■ Brief A:
Reproduce word for word everything in the nightclub barrier report from "Mr Bogie said" down to "back in place.".
■ Brief B:
Carry on the nightclub barrier report from its final sentence, keeping it separate from the data that follows it.

■ Given passage:
++++++
The same barrier which collapsed onto a queueing student outside a nightclub causing fatal head injuries also fell over only half an hour earlier the same night, a court heard.

First-year Durham University student Olivia Burt, who was standing alongside the barrier, a decorative screen used to manage the queue outside Missoula in the Walkergate area of the city, died from severe head injuries in the collapse, during a surge of students waiting to get into the venue, late on February 7, 2018.

The Stonegate Pub Company, which operated the venue, is accused of four breaches of health and safety regulations, in a prosecution brought by Durham County Council, arising from the death of 20-year-old Miss Burt, who was originally from Hampshire.

On the third day of the trial at Teesside Crown Court the jury heard evidence from staff employed by Phoenix Security who worked at the venue on the night of the tragedy.

Read more: Past complaint over Durham nightclub where Olivia Burt died in crush

Assistant head doorman Michael Bogie told the court he was familiar with working at the popular Game Over student night staged at the premises on a Wednesday.

He said he understood the capacity to be 636 with numbers entering monitored by a ‘clicker’ device operated by staff at the door.

Mr Bogie said when the capacity was reached there were still students queueing at the back of the venue, many with pre-booked wrist bands or apps, even though no-one else was to be allowed in at that point.

He said when the barrier first fell, at 11.18pm, he was informed by staff at the rear and he went around to help lift it and put it back in place.
++++++
■ Collected material:
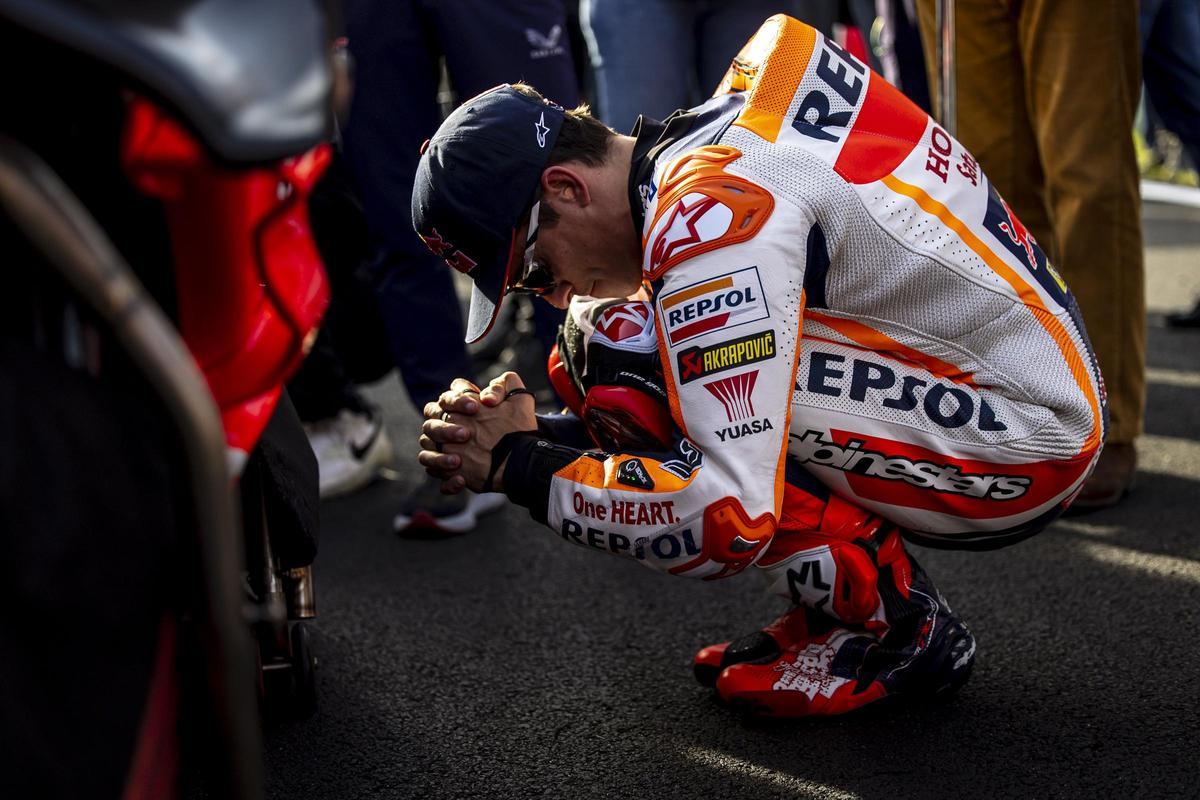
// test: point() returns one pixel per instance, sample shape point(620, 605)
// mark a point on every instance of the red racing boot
point(868, 624)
++++++
■ Expected output A:
Mr Bogie said when the capacity was reached there were still students queueing at the back of the venue, many with pre-booked wrist bands or apps, even though no-one else was to be allowed in at that point.

He said when the barrier first fell, at 11.18pm, he was informed by staff at the rear and he went around to help lift it and put it back in place.

■ Expected output B:
But he said half-an-hour later a radio alert came from the back-door staff that it had fallen again after a surge of students.

He went to the rear and found Miss Burt was trapped by the barrier.

Mr Bogie said he then attempted to give her first aid for ten minutes before police arrived.

Read more: LIVE: Trial continues over student's Durham nightclub death

Asked if those screens had ever fallen before he said: “As far as I knew they had never fallen over.

“When it fell it was a bit of a shock. We thought they were cemented in.

“It was not our job to check barriers.”

Mr Bogie said he was of the view they were fixed as he had fallen into them dealing with rowdy customers on previous nights, when they had not moved, so the fact they had fallen that night was, “unprecedented”.

Asked after the first barrier fall if he felt anything should be done, he said he believed it unnecessary as the back doors remained closed at that point.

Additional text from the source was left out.